▶ _TUJUAN LATIHAN_
Jawab pertanyaan berikut berdasarkan teks tentang keamanan Kota Medan di bawah.
(a) Program apa saja yang dianggap perlu dihadirkan kembali?
(b) Sagita Purnomo adalah warga jalan apa?
(c) Selain menambah penerangan jalan, siapa yang menurut Sagita Purnomo perlu diberdayakan Pemko Medan untuk berjaga dan berpatroli di lokasi rawan kejahatan?

Ia juga berharap Walikota ataupun calon Walikota Medan untuk ke depan­nya menyusun formula agar masyarakat bisa bekerjasama dalam mengamankan wilayah Kota Medan dari aksi-aksi kriminal seperti begal atau jambret. "Jadi tidak hanya bergantung pada aparat yang jumlahnya terbatas jika dibandingkan dengan jumlah warga Kota Medan. Program-program seperti siskamling dan jaga malam perlu dihadirkan kem­bali. Walikota yang baru harus mengu­sulkan hal-hal seperti itu," ujarnya.

Minimnya Penerangan


Hal senada juga disebutkan warga Jalan Setia Budi, Sagita Purnomo, me­nu­rutnya minimnya penerangan jalan di beberapa titik menjadi penyebab maraknya kasus pembegalan. "Banyak ruas jalan yang masih belum memiliki pencahayaan yang cukup dikarenakan lampu jalan yang rusak atau memang tidak ada sama sekali. Jalan yang gelap tentu menjadi lokasi favorit para pelaku begal untuk beraksi," ungkapnya.

Untuk itu menurutnya selain menam­bah penerangan jalan, Pemko Medan harus berkoordinasi dan meningkatkan sinergi dengan aparat kepolisian dan memberdayakan Satpol PP untuk be­kerja sama berjaga dan berpatroli di lokasi-lokasi rawan kejahatan.

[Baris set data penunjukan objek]
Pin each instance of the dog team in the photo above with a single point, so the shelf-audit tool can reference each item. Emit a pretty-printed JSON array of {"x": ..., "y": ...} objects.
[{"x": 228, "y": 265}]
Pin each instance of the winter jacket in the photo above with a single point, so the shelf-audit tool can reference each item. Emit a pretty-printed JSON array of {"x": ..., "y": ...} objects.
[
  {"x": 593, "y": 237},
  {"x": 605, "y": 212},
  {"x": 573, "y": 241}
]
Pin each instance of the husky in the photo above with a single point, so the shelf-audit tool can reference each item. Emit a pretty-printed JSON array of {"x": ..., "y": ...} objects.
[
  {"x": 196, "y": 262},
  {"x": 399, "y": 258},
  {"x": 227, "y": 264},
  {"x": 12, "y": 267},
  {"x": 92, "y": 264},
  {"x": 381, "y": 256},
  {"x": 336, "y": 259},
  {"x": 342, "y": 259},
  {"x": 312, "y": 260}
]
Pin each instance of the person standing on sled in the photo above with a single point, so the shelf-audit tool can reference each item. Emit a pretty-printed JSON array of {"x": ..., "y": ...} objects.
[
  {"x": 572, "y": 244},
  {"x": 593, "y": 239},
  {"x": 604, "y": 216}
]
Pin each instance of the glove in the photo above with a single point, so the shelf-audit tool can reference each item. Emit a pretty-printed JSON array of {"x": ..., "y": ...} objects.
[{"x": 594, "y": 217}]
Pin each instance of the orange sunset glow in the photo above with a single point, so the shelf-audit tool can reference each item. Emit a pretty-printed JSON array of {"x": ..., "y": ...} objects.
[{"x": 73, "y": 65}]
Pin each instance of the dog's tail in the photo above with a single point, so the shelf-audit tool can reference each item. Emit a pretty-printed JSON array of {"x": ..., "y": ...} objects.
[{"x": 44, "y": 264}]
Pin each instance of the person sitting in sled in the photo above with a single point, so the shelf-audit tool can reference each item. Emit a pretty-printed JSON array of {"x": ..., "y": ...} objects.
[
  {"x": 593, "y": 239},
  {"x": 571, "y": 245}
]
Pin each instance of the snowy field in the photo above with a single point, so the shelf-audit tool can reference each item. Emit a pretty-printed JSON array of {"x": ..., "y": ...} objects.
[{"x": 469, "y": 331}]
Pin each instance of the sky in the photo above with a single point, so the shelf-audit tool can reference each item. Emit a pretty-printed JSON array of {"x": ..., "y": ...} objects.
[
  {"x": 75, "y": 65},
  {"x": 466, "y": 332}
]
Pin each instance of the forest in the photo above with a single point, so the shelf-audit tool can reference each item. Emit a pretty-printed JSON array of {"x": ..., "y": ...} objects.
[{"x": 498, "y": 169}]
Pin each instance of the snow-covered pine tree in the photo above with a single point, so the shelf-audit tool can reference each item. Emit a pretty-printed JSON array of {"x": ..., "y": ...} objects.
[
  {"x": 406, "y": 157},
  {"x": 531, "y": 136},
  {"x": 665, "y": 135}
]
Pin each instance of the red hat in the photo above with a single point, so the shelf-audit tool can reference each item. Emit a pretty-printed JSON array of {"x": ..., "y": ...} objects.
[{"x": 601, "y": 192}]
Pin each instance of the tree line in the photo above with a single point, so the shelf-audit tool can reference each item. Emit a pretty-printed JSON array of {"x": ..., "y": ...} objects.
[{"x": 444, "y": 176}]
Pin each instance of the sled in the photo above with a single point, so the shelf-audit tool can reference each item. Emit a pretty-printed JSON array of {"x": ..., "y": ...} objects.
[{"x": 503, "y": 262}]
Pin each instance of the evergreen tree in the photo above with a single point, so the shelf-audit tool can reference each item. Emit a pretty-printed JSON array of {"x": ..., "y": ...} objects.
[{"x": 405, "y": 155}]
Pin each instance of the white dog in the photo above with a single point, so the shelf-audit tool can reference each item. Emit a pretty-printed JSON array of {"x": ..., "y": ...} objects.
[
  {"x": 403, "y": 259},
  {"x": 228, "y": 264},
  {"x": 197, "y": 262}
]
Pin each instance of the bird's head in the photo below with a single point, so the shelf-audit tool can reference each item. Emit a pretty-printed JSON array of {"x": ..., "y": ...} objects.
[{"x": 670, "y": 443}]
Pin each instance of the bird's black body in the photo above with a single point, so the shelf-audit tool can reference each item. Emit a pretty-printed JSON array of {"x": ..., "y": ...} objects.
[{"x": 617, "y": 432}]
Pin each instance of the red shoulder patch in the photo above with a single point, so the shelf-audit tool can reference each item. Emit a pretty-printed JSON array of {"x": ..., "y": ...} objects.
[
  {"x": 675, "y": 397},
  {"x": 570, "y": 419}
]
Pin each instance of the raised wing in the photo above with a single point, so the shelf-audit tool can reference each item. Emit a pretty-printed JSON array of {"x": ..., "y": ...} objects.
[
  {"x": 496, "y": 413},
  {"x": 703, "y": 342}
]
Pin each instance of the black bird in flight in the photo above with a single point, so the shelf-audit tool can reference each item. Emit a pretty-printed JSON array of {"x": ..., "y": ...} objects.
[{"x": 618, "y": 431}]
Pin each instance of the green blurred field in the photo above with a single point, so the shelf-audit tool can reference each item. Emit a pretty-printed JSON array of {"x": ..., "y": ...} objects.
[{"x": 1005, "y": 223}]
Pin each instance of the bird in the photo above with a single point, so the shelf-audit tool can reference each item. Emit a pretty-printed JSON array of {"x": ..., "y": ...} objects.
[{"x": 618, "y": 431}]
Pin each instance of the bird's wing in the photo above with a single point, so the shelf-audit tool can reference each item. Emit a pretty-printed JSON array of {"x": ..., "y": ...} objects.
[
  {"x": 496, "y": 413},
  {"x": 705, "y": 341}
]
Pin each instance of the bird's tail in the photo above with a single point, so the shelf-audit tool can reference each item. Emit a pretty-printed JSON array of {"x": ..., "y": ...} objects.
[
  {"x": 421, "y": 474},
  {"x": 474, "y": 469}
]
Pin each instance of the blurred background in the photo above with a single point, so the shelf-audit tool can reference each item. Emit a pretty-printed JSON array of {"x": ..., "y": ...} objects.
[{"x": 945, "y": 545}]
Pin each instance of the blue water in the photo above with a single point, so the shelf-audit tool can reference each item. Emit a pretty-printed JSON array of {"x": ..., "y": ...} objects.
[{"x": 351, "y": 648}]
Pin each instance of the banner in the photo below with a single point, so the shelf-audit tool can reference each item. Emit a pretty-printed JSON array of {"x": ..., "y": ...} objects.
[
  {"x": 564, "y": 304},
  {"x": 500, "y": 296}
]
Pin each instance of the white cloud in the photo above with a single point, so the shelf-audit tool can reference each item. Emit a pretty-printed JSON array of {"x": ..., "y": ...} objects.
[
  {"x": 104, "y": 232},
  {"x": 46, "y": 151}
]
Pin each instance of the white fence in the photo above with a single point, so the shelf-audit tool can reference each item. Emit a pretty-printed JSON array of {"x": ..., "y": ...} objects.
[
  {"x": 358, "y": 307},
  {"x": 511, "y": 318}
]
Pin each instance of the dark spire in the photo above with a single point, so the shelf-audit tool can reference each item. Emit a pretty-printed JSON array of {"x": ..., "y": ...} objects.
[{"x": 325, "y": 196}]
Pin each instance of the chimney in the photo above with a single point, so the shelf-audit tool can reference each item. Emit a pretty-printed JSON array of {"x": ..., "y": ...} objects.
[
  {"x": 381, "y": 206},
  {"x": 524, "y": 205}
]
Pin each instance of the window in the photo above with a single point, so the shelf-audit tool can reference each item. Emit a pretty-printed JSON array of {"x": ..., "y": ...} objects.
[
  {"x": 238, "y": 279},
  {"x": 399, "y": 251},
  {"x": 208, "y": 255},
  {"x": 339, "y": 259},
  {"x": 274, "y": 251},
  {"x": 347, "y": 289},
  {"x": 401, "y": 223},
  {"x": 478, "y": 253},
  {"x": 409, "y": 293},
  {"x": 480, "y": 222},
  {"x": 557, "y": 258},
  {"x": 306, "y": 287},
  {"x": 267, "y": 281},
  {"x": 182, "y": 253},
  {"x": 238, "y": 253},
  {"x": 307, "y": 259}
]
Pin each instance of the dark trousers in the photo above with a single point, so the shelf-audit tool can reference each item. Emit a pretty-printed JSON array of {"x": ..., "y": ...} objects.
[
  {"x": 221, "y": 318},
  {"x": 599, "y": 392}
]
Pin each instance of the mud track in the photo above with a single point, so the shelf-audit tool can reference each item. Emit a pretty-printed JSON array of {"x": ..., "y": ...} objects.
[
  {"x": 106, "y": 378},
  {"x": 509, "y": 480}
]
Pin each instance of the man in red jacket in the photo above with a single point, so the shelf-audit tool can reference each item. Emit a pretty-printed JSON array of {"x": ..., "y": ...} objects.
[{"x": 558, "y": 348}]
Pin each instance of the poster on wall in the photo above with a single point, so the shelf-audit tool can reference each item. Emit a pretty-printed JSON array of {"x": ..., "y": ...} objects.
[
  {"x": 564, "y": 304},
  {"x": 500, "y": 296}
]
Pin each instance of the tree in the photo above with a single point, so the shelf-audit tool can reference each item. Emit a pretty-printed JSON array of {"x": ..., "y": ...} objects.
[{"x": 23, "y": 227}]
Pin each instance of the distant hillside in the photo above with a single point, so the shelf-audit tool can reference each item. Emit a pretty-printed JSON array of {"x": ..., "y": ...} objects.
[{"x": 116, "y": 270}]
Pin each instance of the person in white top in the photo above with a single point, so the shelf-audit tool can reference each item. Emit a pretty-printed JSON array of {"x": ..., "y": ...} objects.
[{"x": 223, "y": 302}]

▶ _JAWABAN TERTULIS_
(a) Siskamling dan jaga malam.
(b) Jalan Setia Budi.
(c) Satpol PP.